* [INSTRUCTIONS FOR THE TASK]: Look through the records and copy each line with the string "below" in it.

(DATA SUPPLIED)

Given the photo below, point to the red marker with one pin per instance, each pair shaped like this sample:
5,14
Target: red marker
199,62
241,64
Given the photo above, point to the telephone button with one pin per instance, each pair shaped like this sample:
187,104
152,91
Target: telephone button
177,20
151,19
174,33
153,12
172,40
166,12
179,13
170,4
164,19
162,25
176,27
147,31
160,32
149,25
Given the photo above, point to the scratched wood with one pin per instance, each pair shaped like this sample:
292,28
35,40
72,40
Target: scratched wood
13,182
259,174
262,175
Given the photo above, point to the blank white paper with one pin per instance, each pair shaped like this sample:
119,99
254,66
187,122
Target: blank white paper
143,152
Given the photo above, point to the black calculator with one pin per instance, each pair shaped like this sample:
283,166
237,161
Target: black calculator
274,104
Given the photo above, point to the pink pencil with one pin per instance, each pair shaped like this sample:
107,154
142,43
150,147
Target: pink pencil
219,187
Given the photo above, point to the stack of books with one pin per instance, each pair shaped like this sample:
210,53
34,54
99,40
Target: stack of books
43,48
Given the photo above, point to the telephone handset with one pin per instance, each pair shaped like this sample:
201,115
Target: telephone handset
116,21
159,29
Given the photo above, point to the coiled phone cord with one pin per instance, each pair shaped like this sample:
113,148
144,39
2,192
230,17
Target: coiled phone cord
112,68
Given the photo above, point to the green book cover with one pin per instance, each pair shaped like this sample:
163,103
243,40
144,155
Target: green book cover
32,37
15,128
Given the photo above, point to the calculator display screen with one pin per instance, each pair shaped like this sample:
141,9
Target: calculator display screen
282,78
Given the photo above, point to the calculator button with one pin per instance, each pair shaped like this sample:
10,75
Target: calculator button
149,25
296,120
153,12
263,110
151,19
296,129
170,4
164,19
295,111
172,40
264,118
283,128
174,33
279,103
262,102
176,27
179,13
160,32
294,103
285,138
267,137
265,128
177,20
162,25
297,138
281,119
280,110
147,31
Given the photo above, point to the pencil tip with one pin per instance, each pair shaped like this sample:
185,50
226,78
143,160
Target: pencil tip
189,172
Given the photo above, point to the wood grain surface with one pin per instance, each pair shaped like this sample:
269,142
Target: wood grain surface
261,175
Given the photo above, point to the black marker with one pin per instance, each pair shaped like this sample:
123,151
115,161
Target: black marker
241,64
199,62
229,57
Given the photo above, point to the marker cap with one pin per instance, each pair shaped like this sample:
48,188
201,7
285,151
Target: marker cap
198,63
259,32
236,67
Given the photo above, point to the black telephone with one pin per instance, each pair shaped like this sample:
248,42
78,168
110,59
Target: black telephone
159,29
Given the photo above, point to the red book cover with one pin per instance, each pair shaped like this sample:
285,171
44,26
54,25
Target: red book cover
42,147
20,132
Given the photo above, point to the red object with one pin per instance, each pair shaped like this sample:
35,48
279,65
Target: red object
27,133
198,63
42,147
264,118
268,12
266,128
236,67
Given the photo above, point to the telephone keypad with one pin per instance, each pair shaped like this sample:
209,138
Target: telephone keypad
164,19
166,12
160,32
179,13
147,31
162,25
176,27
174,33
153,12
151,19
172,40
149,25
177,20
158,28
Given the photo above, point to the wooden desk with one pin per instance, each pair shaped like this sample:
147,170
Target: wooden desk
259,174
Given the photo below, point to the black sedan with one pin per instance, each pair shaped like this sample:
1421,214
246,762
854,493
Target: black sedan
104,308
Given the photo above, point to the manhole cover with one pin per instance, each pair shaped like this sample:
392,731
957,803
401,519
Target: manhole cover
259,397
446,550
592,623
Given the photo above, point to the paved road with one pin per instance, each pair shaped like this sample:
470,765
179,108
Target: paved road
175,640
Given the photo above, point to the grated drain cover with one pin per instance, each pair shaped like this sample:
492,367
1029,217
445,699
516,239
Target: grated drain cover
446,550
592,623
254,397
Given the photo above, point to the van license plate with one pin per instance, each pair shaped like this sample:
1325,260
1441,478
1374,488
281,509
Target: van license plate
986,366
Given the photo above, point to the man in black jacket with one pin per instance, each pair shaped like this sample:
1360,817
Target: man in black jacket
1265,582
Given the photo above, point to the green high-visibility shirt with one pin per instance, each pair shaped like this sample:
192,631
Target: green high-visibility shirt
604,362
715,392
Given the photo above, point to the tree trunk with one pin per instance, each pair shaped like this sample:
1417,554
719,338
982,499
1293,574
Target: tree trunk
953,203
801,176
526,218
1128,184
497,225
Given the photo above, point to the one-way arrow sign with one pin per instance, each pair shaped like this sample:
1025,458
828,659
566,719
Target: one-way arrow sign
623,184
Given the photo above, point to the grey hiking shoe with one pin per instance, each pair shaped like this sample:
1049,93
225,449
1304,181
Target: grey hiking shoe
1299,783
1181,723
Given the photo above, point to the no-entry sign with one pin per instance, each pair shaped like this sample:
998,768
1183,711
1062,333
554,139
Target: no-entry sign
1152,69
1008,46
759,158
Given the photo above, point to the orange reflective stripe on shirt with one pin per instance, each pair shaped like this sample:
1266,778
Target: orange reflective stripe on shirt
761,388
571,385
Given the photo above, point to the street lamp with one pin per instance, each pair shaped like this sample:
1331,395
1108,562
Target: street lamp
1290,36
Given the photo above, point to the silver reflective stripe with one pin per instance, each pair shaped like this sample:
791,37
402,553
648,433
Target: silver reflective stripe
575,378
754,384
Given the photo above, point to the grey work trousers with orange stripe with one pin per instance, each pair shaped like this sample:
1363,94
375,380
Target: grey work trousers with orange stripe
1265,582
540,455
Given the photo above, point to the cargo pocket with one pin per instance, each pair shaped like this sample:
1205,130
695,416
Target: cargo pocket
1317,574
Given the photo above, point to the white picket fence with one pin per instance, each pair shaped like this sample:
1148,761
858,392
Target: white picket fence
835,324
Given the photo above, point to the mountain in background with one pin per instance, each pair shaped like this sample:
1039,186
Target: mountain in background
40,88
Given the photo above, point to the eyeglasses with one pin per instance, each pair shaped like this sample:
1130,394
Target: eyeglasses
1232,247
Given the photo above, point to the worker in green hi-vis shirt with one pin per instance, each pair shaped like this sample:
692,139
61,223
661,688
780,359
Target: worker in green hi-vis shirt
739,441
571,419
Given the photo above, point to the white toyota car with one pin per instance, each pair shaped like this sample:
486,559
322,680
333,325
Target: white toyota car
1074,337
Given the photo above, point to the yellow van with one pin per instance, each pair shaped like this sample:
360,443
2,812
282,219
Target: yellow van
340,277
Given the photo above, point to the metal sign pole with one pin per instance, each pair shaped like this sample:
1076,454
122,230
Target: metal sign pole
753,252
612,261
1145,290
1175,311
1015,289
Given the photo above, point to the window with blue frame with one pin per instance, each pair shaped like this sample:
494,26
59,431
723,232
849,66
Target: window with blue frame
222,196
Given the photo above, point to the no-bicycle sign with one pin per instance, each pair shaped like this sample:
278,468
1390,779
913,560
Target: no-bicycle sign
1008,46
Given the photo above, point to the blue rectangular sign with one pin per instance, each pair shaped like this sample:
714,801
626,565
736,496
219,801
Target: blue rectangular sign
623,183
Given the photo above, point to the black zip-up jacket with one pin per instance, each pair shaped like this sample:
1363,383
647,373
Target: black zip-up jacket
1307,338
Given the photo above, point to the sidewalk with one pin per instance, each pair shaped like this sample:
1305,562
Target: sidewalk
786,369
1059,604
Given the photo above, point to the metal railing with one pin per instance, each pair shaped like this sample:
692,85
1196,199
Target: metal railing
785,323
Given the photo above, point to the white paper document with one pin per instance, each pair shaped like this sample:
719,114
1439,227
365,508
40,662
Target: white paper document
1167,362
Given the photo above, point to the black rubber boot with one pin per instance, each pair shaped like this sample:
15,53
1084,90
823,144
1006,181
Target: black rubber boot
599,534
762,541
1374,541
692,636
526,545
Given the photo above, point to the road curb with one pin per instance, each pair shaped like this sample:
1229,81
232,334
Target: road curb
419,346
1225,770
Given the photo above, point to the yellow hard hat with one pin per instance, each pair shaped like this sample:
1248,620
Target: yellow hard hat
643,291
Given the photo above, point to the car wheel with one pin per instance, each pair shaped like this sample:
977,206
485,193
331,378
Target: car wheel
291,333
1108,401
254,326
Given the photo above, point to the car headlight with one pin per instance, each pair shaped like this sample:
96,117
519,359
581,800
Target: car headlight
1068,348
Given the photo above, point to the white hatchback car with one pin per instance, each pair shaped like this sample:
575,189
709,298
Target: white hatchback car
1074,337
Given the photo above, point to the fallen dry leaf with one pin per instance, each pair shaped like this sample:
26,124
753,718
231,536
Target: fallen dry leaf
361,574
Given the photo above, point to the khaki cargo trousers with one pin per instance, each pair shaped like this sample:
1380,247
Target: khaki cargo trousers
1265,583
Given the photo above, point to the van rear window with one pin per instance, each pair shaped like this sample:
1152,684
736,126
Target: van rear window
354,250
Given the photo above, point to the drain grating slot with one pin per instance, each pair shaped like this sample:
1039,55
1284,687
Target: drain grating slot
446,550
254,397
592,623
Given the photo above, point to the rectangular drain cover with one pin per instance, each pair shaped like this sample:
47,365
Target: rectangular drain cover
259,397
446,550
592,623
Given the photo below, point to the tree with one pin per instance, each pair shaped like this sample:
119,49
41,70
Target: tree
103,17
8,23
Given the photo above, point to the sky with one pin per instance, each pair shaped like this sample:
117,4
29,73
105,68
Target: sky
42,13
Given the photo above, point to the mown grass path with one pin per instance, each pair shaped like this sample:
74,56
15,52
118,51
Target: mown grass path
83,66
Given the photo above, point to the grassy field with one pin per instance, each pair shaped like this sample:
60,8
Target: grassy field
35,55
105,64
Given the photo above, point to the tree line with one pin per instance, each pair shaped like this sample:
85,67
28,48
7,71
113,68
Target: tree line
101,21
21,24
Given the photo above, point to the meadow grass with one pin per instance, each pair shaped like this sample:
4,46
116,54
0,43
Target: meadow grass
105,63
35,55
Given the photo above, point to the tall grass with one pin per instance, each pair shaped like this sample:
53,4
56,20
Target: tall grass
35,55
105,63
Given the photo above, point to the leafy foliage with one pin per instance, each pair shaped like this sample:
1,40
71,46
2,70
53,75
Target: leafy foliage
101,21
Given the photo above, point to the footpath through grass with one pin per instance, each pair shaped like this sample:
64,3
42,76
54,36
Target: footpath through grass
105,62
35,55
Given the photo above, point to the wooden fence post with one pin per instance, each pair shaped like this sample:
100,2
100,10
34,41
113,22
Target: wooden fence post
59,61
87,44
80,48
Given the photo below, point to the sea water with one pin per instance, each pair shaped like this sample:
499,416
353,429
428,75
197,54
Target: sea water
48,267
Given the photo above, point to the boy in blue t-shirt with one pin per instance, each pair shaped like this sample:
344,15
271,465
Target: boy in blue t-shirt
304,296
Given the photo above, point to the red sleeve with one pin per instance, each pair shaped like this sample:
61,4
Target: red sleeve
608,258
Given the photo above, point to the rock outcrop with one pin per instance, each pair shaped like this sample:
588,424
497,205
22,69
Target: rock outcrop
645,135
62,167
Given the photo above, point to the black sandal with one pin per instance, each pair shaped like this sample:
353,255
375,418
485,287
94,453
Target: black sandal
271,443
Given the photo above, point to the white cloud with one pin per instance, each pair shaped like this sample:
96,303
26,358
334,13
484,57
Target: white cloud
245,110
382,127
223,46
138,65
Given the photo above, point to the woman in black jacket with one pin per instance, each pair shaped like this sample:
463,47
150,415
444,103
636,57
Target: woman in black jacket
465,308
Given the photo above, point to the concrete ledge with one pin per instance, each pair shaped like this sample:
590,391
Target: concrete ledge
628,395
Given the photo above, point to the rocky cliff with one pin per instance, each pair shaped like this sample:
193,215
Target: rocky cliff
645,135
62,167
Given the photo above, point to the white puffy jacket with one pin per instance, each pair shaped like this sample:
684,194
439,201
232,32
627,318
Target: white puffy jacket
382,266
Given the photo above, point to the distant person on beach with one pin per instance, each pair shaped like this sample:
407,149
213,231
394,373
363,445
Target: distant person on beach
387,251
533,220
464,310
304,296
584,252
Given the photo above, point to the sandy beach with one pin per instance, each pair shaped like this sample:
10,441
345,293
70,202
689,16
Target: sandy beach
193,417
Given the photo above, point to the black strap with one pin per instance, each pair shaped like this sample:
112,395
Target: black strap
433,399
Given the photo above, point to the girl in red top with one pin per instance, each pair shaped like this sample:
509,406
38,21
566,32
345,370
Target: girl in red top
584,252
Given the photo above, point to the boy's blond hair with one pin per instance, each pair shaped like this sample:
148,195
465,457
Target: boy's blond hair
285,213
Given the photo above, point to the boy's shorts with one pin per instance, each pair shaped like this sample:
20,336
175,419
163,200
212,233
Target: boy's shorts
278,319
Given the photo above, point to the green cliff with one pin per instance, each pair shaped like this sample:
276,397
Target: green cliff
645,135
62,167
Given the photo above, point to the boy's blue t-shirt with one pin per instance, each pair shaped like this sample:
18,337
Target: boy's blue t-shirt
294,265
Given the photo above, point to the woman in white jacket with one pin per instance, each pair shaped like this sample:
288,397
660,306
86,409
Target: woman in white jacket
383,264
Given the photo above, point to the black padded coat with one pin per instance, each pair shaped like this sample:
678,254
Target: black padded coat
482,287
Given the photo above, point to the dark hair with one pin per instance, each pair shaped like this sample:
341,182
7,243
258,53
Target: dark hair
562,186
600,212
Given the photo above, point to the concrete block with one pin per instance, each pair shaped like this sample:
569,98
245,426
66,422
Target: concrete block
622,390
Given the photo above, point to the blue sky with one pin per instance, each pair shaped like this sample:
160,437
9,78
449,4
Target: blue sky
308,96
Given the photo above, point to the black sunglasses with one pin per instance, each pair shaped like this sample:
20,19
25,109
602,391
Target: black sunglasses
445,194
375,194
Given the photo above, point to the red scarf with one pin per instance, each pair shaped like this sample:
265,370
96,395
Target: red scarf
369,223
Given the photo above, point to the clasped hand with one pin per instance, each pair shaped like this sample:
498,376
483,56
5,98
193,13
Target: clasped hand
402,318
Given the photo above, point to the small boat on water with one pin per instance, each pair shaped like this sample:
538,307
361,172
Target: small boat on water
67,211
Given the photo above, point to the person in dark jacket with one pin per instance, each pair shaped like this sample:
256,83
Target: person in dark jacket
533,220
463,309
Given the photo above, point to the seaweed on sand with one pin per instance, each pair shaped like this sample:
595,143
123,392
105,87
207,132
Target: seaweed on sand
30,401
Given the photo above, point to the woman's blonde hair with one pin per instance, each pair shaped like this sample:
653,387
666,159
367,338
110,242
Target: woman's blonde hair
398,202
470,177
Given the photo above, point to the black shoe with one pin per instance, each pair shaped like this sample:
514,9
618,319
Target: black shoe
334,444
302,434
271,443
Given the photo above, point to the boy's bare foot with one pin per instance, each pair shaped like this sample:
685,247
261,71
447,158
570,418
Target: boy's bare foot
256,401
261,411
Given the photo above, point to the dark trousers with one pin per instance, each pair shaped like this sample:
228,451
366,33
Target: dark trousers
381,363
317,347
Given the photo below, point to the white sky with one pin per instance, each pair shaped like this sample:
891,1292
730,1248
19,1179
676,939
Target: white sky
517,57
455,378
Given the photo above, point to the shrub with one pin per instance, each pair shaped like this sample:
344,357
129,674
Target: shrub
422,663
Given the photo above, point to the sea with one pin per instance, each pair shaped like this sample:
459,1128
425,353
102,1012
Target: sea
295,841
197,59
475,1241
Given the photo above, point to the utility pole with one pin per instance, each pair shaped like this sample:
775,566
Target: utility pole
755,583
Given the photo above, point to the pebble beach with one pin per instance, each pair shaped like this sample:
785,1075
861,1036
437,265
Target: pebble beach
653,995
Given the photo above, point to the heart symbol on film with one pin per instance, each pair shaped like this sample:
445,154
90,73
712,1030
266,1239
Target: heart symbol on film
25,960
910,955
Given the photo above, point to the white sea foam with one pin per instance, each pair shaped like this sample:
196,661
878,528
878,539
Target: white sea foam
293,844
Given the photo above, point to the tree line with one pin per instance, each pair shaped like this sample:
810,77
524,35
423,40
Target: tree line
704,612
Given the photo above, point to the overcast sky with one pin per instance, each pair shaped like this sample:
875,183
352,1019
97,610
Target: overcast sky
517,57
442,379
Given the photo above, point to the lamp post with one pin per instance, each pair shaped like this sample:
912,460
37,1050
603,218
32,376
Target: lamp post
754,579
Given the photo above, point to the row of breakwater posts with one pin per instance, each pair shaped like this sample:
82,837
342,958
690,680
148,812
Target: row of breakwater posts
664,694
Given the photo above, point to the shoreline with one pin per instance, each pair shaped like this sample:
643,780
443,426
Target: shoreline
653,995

(End DATA SUPPLIED)

* [OUTPUT OF THE TASK]:
Given the photo below, point to the red marker with one pin per instance, each pair shaped like this sample:
Given the photo below, point to the black sedan with one pin per instance, each pair shaped like this sample:
Given the photo below, point to the tree with one pin per instance, each pair shaped like this sample:
Given the photo below, point to the sea water with one pin per instance, each pair shaped like this sample:
Given the photo below, point to the white sky with one pin per instance, each pair shaped like this sample:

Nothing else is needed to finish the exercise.